**WHAT YOU HAVE TO DO**
Copy out the entire listing below word for word, leaving nothing out and changing nothing.

**RECORDS FOR THIS TASK**
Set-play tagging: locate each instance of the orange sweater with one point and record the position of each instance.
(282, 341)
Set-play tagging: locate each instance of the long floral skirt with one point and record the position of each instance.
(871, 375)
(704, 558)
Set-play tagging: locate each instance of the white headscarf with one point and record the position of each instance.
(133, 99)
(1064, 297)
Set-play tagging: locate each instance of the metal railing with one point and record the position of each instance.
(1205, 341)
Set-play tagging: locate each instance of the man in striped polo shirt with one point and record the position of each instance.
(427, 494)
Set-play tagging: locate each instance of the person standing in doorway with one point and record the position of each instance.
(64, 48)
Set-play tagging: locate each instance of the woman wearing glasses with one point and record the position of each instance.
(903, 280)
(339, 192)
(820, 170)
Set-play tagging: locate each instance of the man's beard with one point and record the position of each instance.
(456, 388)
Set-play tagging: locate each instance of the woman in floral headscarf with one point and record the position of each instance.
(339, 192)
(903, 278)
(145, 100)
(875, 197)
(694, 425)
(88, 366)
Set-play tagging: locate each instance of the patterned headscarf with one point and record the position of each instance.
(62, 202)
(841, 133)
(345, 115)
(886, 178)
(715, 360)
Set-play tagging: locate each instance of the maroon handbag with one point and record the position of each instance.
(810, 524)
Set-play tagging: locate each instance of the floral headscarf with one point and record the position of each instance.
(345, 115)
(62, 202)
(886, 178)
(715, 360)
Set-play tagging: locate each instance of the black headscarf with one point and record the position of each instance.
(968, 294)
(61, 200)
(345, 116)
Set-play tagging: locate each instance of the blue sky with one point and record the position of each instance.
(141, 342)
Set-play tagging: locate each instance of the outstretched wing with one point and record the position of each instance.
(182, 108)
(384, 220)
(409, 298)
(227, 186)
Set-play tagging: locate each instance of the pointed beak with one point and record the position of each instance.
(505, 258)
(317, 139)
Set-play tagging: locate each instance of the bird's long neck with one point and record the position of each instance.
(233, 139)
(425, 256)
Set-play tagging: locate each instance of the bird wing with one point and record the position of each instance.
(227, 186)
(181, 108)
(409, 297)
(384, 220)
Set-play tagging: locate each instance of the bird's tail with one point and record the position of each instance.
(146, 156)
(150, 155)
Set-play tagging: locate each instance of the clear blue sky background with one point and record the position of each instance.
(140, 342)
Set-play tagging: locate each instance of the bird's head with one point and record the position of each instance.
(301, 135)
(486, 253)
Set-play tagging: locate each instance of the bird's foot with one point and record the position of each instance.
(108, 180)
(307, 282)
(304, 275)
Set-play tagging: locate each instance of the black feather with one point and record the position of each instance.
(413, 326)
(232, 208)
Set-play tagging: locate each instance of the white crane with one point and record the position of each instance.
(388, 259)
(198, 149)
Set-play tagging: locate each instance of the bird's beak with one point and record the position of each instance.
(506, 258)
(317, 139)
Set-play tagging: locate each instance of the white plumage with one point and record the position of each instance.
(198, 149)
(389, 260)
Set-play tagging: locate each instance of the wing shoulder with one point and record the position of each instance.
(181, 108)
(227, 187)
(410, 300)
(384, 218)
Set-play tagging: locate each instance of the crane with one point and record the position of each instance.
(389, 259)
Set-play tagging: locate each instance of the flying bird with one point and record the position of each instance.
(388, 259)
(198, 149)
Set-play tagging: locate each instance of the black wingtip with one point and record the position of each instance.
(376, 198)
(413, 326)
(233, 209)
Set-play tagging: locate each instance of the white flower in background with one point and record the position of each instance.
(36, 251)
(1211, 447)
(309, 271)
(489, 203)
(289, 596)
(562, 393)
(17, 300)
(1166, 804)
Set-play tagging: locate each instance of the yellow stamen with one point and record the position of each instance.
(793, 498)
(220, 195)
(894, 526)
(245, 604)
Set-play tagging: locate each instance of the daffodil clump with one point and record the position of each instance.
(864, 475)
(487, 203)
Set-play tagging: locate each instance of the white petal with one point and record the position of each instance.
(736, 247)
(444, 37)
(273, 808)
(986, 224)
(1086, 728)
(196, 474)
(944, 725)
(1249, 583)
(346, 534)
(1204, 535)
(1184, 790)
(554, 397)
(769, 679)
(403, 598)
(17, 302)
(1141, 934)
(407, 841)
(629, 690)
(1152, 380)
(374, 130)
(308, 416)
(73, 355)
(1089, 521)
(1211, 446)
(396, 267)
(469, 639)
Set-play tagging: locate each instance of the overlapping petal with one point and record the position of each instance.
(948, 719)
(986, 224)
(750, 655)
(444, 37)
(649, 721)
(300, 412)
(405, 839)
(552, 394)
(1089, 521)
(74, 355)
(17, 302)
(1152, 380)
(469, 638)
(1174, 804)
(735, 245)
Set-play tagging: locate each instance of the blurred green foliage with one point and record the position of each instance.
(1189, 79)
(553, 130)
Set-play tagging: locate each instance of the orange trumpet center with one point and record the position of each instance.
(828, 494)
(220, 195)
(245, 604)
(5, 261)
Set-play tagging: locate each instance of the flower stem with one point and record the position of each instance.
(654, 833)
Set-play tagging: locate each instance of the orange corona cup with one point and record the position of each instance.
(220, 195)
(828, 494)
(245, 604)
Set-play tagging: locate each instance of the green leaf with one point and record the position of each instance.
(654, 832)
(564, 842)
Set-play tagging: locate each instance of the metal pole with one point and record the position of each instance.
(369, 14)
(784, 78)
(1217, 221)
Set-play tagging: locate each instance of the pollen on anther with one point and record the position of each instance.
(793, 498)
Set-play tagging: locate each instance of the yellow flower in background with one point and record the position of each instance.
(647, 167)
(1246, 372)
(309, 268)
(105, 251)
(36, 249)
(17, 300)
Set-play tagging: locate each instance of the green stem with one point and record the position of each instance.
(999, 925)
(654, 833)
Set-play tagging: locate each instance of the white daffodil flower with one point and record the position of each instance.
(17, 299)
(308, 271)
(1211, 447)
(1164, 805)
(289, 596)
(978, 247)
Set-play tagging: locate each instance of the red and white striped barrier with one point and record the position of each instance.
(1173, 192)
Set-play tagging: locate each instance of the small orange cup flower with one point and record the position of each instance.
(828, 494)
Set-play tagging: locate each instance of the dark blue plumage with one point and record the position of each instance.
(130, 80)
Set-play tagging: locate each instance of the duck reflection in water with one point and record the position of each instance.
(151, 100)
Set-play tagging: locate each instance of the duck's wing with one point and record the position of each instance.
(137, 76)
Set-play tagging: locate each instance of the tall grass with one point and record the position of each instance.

**RESPONSE BELOW**
Set-play tagging: locate each instance of the orange sweater with one point and record the position of each instance.
(282, 341)
Set-play tagging: locate each instance of the long floral skirt with one point and record the position of each instance.
(871, 375)
(704, 558)
Set-play tagging: locate each instance of the white headscarf with one point and record the position of each instance.
(133, 99)
(1064, 297)
Set-play tagging: locate each instance of the metal railing with one point and record the position of each instance.
(1205, 341)
Set-play tagging: locate each instance of the man in striped polo shirt with one point and record the position of each instance.
(427, 494)
Set-play tagging: locate each instance of the person standing in doorway with one point and record the position of each instance.
(64, 48)
Set-play tagging: locate each instance of the woman wearing glasses with one point and record the position of each instance.
(903, 280)
(339, 192)
(820, 170)
Set-play tagging: locate each instance of the man's beard with one point and record the position of each instance.
(456, 388)
Set-play tagging: locate each instance of the woman in floral headscarf with one point and record the position of each instance.
(339, 192)
(903, 278)
(145, 100)
(875, 197)
(694, 425)
(88, 366)
Set-play tagging: locate each instance of the patterned headscarf with one point and record the position of each instance.
(62, 202)
(841, 133)
(345, 115)
(886, 178)
(715, 360)
Set-play tagging: locate each instance of the maroon handbag with one point and record the position of each instance.
(810, 524)
Set-play tagging: locate each instance of the floral headscarf with one point and record the position of each instance.
(345, 115)
(62, 202)
(886, 178)
(715, 360)
Set-play tagging: locate each instance of the black headscarf with one point and record the position of each instance.
(968, 294)
(61, 200)
(345, 116)
Set-play tagging: locate each instance of the blue sky with one point and record the position of each instance.
(141, 342)
Set-play tagging: locate each instance of the outstretched wing with one point and record the position of each instance.
(182, 108)
(384, 220)
(409, 298)
(227, 186)
Set-play tagging: locate each instance of the pointed beak with one point and record the position of each instance.
(505, 258)
(317, 139)
Set-play tagging: locate each instance of the bird's long neck with one point and record the position of each instance.
(233, 139)
(425, 256)
Set-play tagging: locate each instance of the bird wing with one point and record the position of each instance.
(227, 186)
(181, 108)
(409, 297)
(384, 220)
Set-play tagging: locate each instance of the bird's tail with one point and record the position of each instance.
(146, 156)
(150, 155)
Set-play tagging: locate each instance of the clear blue sky background with one point and record the position of each instance.
(140, 342)
Set-play tagging: locate each instance of the bird's head with one point and record the position of each instance.
(301, 135)
(486, 253)
Set-play tagging: locate each instance of the bird's foot with one point and record the position of each instance.
(108, 180)
(307, 282)
(304, 275)
Set-play tagging: locate each instance of the black feather with one point and record the position of each instance.
(413, 326)
(232, 208)
Set-play tagging: locate each instance of the white crane with one point and record the position of each instance.
(388, 259)
(198, 149)
Set-play tagging: locate each instance of the bird's beak with one point and record the position of each instance.
(506, 258)
(317, 139)
Set-play tagging: locate each instance of the white plumage with one point and record the position of each instance.
(198, 149)
(389, 260)
Set-play tagging: locate each instance of the wing shoulder with one point and record the position of each instance.
(181, 108)
(227, 187)
(410, 300)
(384, 218)
Set-play tagging: locate each instance of the crane with one point and record the position of each instance.
(389, 259)
Set-play tagging: locate each instance of the flying bird with one point and record the position of each instance.
(388, 259)
(198, 149)
Set-play tagging: locate each instance of the black wingtip with one point and record the position of each instance.
(376, 198)
(413, 326)
(233, 209)
Set-play tagging: locate each instance of the white flower in background with one point and record the position of each instance.
(36, 251)
(1211, 447)
(309, 271)
(489, 203)
(289, 596)
(562, 393)
(17, 300)
(1166, 804)
Set-play tagging: locate each instance of the yellow stamen with one point and record the position of each instance.
(793, 498)
(220, 195)
(894, 526)
(245, 604)
Set-play tagging: locate each instance of the daffodil clump with one point and record the position of each instance.
(864, 475)
(487, 203)
Set-play tagging: locate each instance of the white petal with one point and record the position of each instance.
(736, 247)
(444, 37)
(273, 808)
(986, 224)
(1086, 728)
(196, 474)
(944, 725)
(1249, 583)
(346, 534)
(1204, 535)
(1184, 790)
(554, 397)
(769, 679)
(403, 598)
(17, 302)
(1141, 934)
(407, 841)
(629, 690)
(1152, 380)
(374, 130)
(308, 416)
(73, 355)
(1089, 521)
(1211, 446)
(396, 267)
(469, 639)
Set-play tagging: locate each instance of the overlapping petal with one point and record the position of each instance.
(948, 719)
(986, 224)
(750, 655)
(444, 37)
(649, 721)
(300, 412)
(405, 839)
(552, 394)
(1089, 521)
(74, 355)
(17, 302)
(1152, 380)
(469, 638)
(1174, 804)
(735, 245)
Set-play tagging: locate each instance of the blurred green foliage with one point and record the position of each instance.
(1189, 79)
(553, 130)
Set-play tagging: locate each instance of the orange trumpet center with one point and record the position of each instance.
(828, 494)
(220, 195)
(245, 604)
(5, 261)
Set-play tagging: locate each instance of the flower stem with one point and record the position of each instance.
(654, 833)
Set-play tagging: locate each instance of the orange corona cup with one point and record the position of each instance.
(220, 195)
(828, 494)
(245, 604)
Set-play tagging: locate each instance of the green leaf with one point and record the position of each instance.
(654, 832)
(564, 842)
Set-play tagging: locate each instance of the metal pole with one point and record the position of each instance.
(369, 14)
(784, 78)
(1217, 221)
Set-play tagging: locate each instance of the pollen on anther with one point and record the position of each instance.
(793, 498)
Set-play tagging: locate each instance of the yellow flower in background with one point and record the position of each instance.
(647, 167)
(1246, 372)
(309, 268)
(105, 251)
(36, 249)
(17, 300)
Set-play tagging: locate each instance of the green stem with one point and record the position of each instance.
(999, 925)
(654, 833)
Set-play tagging: locate each instance of the white daffodil flower with one point and record the position of each instance.
(17, 299)
(308, 271)
(1211, 447)
(1164, 805)
(289, 596)
(978, 247)
Set-play tagging: locate each instance of the red and white striped barrier with one point and record the position of each instance.
(1173, 192)
Set-play tagging: locate each instance of the small orange cup flower with one point and record the position of each instance.
(828, 494)
Set-play tagging: locate each instance of the dark blue plumage with one point and record the position of each instance.
(130, 80)
Set-play tagging: locate each instance of the duck reflection in water with one point and record the position of each instance.
(151, 100)
Set-play tagging: locate each instance of the duck's wing with one point and record the position of each instance.
(137, 76)
Set-play tagging: locate each instance of the tall grass with one point and record the position of each instance.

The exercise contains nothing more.